## Aim
Please reproduce the items from the line containing "Where can the illustrated" through the end of the items, requests included. Scale every point coordinate in the answers by 0.7 and round each to a whole number, with halves rounded up.

## Dataset entries
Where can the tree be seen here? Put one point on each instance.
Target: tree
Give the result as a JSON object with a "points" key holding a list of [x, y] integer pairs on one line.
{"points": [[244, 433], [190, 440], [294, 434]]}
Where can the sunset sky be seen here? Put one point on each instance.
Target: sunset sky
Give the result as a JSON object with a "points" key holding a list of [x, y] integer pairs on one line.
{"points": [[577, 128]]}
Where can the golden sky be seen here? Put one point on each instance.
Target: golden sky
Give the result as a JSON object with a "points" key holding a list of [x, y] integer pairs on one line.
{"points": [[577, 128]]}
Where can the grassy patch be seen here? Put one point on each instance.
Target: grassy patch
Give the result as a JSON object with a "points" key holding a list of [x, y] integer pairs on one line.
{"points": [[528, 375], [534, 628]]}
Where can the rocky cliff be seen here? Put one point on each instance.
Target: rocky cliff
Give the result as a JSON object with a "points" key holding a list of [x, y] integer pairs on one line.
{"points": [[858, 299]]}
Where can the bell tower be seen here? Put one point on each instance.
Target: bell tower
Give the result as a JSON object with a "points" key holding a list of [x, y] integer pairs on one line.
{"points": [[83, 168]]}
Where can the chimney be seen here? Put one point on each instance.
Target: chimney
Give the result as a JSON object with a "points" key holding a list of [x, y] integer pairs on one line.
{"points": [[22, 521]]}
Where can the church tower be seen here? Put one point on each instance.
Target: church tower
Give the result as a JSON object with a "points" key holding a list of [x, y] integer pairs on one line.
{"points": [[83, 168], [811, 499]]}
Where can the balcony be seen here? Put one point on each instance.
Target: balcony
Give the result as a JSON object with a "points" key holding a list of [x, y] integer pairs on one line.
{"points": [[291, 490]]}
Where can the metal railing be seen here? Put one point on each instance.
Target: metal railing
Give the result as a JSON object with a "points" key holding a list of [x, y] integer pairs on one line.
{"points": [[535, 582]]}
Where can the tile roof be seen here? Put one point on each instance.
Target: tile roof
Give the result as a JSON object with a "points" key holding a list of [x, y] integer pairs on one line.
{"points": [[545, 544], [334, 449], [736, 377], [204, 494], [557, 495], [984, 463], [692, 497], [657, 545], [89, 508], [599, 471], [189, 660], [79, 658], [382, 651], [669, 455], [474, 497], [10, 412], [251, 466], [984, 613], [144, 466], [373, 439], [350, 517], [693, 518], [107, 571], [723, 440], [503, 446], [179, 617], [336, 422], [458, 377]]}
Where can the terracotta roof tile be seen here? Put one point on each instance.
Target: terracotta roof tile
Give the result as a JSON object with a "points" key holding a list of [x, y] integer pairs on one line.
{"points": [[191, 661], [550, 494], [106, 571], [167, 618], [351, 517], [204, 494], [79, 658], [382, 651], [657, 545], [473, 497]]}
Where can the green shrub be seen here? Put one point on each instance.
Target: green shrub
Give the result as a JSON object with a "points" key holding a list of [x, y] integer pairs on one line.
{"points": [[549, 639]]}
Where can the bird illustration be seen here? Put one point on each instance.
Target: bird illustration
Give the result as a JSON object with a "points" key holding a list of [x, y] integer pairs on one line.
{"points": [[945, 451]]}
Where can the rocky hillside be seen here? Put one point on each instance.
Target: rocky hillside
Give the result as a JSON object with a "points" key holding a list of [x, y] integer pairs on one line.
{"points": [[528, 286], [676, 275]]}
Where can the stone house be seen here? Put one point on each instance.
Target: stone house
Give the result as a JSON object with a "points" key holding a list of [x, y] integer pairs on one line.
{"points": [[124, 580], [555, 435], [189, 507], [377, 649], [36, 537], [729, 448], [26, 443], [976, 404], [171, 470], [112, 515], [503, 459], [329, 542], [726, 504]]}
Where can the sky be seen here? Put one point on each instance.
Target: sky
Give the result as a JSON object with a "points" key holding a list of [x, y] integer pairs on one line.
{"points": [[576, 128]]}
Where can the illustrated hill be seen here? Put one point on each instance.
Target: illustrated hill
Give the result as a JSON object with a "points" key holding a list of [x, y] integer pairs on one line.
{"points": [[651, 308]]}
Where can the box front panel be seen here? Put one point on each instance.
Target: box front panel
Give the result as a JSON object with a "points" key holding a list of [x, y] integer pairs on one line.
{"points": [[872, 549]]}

## Solution
Where can the illustrated hill be seen here? Put one point on each instance.
Target: illustrated hill
Give the result as a JSON object with a "points" key holding a list of [x, y] integer pairs on one line.
{"points": [[456, 216]]}
Where can the box front panel be seen here? Put one point on each instance.
Target: box front panel
Give the result as a JSON object with a "points" key holding a list of [x, y] integer pairs on one line.
{"points": [[610, 384]]}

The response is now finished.